### Trecho selecionado

▬▬▬▬▬▬▬▬▬▬

Doadores vivos e a transferência de memória
Um terreno pantanoso que envolve as pesquisas sobre transplante de cérebro é a viabilidade de se ter um doador.
Em caso de transplantes de coração e pâncreas, por exemplo, o doador precisa estar morto. Caso fosse viável um transplante cerebral, a doação precisaria ser feita com o doador ainda vivo, uma vez que o órgão precisa estar funcional para que seja transplantado.
"Como, então, garantir o consentimento livre e esclarecido do doador, considerando a complexa questão da morte cerebral?", questiona o professor de neurocirurgia Feres Chaddad.
As questões éticas, contudo, não param por aí. Em "Pobres Criaturas", Bella Baxter, quando recebe outro cérebro, adquire novas memórias e características.

▬▬▬▬▬▬▬▬▬▬

### O que fazer
Responda às perguntas abaixo com base no trecho sobre transplante de cérebro.
(a) Em quais transplantes citados como exemplo o doador precisa estar morto?
(b) De que área é professor Feres Chaddad?
(c) O que Bella Baxter adquire ao receber outro cérebro em "Pobres Criaturas"?

▬▬▬▬▬▬▬▬▬▬

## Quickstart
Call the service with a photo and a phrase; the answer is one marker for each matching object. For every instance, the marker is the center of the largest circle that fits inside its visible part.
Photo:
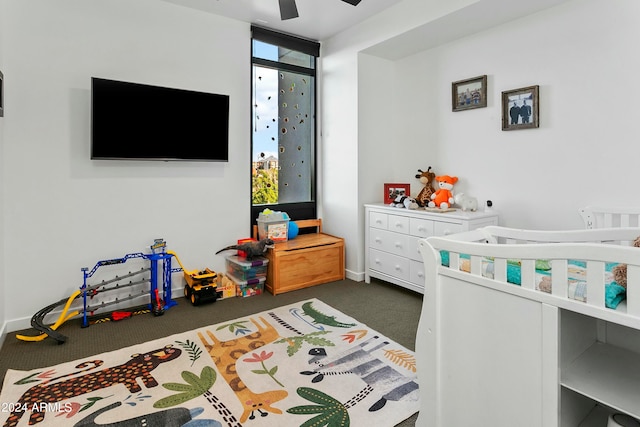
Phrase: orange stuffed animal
(443, 197)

▬▬▬▬▬▬▬▬▬▬

### Resposta do exercício
(a) Nos transplantes de coração e pâncreas.
(b) De neurocirurgia.
(c) Novas memórias e características.